Items listed in a dataset

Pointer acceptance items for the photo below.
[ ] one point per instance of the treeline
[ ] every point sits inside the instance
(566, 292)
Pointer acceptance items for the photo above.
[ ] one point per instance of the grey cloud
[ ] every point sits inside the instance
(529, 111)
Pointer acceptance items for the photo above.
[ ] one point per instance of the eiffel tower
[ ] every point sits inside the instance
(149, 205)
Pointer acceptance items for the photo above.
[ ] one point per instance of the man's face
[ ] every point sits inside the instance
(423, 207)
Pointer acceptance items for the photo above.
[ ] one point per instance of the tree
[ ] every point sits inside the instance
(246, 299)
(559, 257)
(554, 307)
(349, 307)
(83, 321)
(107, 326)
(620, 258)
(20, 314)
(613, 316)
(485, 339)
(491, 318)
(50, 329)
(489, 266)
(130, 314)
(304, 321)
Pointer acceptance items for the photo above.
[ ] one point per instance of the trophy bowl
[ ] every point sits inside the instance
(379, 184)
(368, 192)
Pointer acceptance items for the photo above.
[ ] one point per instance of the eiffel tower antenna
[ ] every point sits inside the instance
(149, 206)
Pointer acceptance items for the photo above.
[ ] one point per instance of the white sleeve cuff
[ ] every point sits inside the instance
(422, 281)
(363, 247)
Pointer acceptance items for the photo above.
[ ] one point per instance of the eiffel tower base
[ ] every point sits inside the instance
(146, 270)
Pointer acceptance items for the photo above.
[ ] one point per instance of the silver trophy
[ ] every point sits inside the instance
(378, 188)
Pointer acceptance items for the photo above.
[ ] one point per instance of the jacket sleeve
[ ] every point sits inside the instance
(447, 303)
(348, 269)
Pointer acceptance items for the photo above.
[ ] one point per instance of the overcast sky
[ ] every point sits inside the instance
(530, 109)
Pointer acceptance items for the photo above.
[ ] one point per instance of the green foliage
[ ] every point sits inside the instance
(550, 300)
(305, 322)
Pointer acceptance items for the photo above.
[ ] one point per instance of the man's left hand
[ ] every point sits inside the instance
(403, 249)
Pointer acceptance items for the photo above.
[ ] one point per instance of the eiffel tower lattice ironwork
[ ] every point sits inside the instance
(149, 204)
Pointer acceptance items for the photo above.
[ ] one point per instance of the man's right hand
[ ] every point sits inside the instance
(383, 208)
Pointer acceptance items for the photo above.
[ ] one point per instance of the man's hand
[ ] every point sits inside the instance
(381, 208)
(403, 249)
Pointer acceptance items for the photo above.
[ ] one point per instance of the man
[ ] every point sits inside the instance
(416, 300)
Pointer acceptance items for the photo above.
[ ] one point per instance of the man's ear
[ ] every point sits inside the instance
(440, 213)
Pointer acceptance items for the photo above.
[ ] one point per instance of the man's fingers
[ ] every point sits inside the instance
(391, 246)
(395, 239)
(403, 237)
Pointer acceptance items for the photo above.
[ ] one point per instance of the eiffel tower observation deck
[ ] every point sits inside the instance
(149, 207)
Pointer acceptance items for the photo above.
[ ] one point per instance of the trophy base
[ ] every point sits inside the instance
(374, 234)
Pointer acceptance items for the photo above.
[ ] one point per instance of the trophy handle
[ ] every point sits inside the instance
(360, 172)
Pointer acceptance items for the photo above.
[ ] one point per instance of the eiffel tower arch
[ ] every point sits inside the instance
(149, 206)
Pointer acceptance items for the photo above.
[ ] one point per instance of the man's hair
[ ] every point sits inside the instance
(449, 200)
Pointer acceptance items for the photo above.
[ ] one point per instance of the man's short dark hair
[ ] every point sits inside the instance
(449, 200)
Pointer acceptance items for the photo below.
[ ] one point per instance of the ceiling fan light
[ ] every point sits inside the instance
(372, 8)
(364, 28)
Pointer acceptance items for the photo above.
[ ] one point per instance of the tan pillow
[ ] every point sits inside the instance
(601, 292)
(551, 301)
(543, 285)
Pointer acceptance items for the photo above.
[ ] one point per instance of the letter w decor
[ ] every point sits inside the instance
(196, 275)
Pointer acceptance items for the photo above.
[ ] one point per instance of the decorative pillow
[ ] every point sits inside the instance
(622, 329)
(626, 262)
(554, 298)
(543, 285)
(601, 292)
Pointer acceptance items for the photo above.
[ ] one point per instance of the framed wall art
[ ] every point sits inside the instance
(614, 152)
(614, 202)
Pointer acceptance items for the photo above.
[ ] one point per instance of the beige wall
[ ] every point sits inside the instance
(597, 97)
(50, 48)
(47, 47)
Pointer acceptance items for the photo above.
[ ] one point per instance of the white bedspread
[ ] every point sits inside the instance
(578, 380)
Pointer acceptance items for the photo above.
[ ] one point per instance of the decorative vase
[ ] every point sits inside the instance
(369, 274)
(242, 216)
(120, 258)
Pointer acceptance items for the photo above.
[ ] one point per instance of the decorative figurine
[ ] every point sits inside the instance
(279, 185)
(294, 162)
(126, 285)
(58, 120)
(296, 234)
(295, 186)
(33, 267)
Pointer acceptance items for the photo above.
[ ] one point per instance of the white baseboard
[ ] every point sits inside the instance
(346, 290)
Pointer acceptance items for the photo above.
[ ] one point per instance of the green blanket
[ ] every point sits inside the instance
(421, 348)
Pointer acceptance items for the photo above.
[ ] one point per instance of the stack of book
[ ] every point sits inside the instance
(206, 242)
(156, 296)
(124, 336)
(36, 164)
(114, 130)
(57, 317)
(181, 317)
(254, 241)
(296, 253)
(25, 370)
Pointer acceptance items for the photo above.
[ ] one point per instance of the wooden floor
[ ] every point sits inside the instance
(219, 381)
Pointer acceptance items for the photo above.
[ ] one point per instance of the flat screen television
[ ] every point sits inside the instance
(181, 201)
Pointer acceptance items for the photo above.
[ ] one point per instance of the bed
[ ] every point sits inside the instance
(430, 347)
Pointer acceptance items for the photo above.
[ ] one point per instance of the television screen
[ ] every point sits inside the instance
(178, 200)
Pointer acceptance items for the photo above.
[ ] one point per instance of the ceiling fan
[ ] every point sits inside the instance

§ GIVEN INSTRUCTION
Reproduce the data, keeping every line exactly the same.

§ RESULT OF THE EXERCISE
Pointer acceptance items for the photo below.
[ ] one point per instance of the treeline
[ ] every point sits inside the instance
(566, 292)
Pointer acceptance items for the photo above.
[ ] one point per instance of the grey cloud
[ ] every point sits inside the instance
(529, 111)
Pointer acceptance items for the photo above.
[ ] one point per instance of the eiffel tower
[ ] every point sits inside the instance
(149, 205)
Pointer acceptance items for the photo above.
[ ] one point per instance of the man's face
[ ] every point sits inside the instance
(423, 207)
Pointer acceptance items for the photo above.
[ ] one point per instance of the tree
[ ] every point sits inside the instance
(246, 299)
(559, 257)
(554, 307)
(349, 307)
(83, 321)
(107, 326)
(620, 258)
(20, 314)
(613, 316)
(485, 339)
(491, 318)
(50, 329)
(489, 266)
(130, 314)
(304, 321)
Pointer acceptance items for the photo above.
[ ] one point per instance of the trophy bowl
[ ] every point sits inside the instance
(379, 184)
(368, 192)
Pointer acceptance items for the photo above.
[ ] one point per instance of the eiffel tower antenna
[ ] every point sits inside the instance
(149, 206)
Pointer acceptance items for the photo above.
[ ] one point per instance of the white sleeve cuff
[ ] every point sits inside the instance
(422, 281)
(363, 247)
Pointer acceptance items for the photo above.
[ ] one point per instance of the eiffel tower base
[ ] every point sits inside the instance
(146, 270)
Pointer acceptance items for the photo above.
[ ] one point per instance of the silver trophy
[ ] every point sits inside the instance
(378, 188)
Pointer acceptance items for the photo above.
[ ] one point per instance of the jacket sleeve
[ ] every point sits inside the instance
(447, 303)
(348, 269)
Pointer acceptance items for the photo above.
[ ] one point per instance of the overcast sky
[ ] every point sits inside the instance
(530, 109)
Pointer acceptance items for the photo above.
[ ] one point per instance of the green foliage
[ ] every point sits inside the instance
(550, 300)
(305, 322)
Pointer acceptance items for the photo above.
[ ] one point per instance of the man's left hand
[ ] every point sits inside the instance
(403, 249)
Pointer acceptance items for the photo above.
[ ] one point per instance of the eiffel tower lattice ironwork
[ ] every point sits inside the instance
(149, 204)
Pointer acceptance items for the photo above.
[ ] one point per instance of the man's right hand
[ ] every point sits inside the instance
(383, 208)
Pointer acceptance items for the photo above.
[ ] one point per instance of the man's hand
[ ] every point sits inside the instance
(381, 208)
(403, 249)
Pointer acceptance items for the photo above.
[ ] one point per instance of the man
[ ] every point sits inside the instance
(416, 300)
Pointer acceptance items for the photo above.
[ ] one point per instance of the man's ear
[ ] every point sits inside the instance
(440, 213)
Pointer acceptance items for the photo above.
[ ] one point per instance of the man's fingers
[ ] every point sits inside the instance
(391, 246)
(395, 239)
(403, 237)
Pointer acceptance items for the photo above.
[ ] one point per instance of the eiffel tower observation deck
[ ] every point sits inside the instance
(149, 207)
Pointer acceptance items for the photo above.
[ ] one point per instance of the trophy base
[ ] every point sits inside the instance
(374, 234)
Pointer acceptance items for the photo above.
[ ] one point per instance of the trophy handle
[ ] every point sits inside the instance
(360, 172)
Pointer acceptance items for the photo above.
[ ] one point per instance of the eiffel tower arch
[ ] every point sits inside the instance
(149, 206)
Pointer acceptance items for the photo above.
[ ] one point per instance of the man's hair
[ ] every point sits inside the instance
(449, 200)
Pointer acceptance items for the photo above.
[ ] one point per instance of the man's short dark hair
[ ] every point sits inside the instance
(449, 200)
Pointer acceptance items for the photo below.
[ ] one point per instance of the ceiling fan light
[ ] every point sits inside the instance
(372, 8)
(364, 28)
Pointer acceptance items for the photo above.
[ ] one point per instance of the tan pillow
[ ] every point sits inside the instance
(601, 292)
(551, 301)
(543, 285)
Pointer acceptance items for the photo above.
[ ] one point per instance of the letter w decor
[ ] every point sits inside the instance
(196, 275)
Pointer acceptance items for the photo above.
[ ] one point per instance of the decorative pillow
[ ] every point sits inside the instance
(622, 329)
(626, 262)
(554, 298)
(543, 285)
(601, 292)
Pointer acceptance items for the photo above.
[ ] one point per instance of the framed wall art
[ ] every point sits inside the instance
(614, 152)
(614, 202)
Pointer acceptance items for the photo above.
[ ] one point per instance of the beige wall
[ ] every point sits inside the instance
(597, 97)
(50, 48)
(47, 47)
Pointer acceptance items for the photo above.
[ ] one point per instance of the white bedspread
[ ] every point sits inside the instance
(578, 380)
Pointer acceptance items for the photo above.
[ ] one point per instance of the decorative vase
[ ] every point sits inside the instance
(369, 274)
(242, 216)
(120, 258)
Pointer acceptance items for the photo above.
[ ] one point per instance of the decorative figurine
[ ] every point sits inside the instance
(279, 185)
(294, 162)
(126, 285)
(58, 120)
(296, 234)
(295, 186)
(33, 267)
Pointer acceptance items for the photo above.
[ ] one point per instance of the white baseboard
[ ] every point sits inside the instance
(346, 290)
Pointer acceptance items for the photo above.
[ ] one point per instance of the green blanket
[ ] every point sits inside the instance
(421, 348)
Pointer acceptance items for the photo above.
[ ] one point per instance of the stack of book
[ ] every point sits inside the instance
(206, 242)
(156, 296)
(124, 336)
(36, 164)
(114, 130)
(57, 317)
(181, 317)
(254, 241)
(296, 253)
(25, 370)
Pointer acceptance items for the photo above.
[ ] one point per instance of the wooden floor
[ ] every point sits inside the instance
(219, 381)
Pointer acceptance items for the photo above.
[ ] one point per instance of the flat screen television
[ ] every point sits inside the instance
(181, 201)
Pointer acceptance items for the photo above.
[ ] one point per instance of the bed
[ ] every point sits inside the instance
(430, 347)
Pointer acceptance items for the photo above.
[ ] one point per instance of the television screen
[ ] every point sits inside the instance
(178, 200)
Pointer acceptance items for the photo above.
[ ] one point per instance of the ceiling fan
[ ] every point sits inside the instance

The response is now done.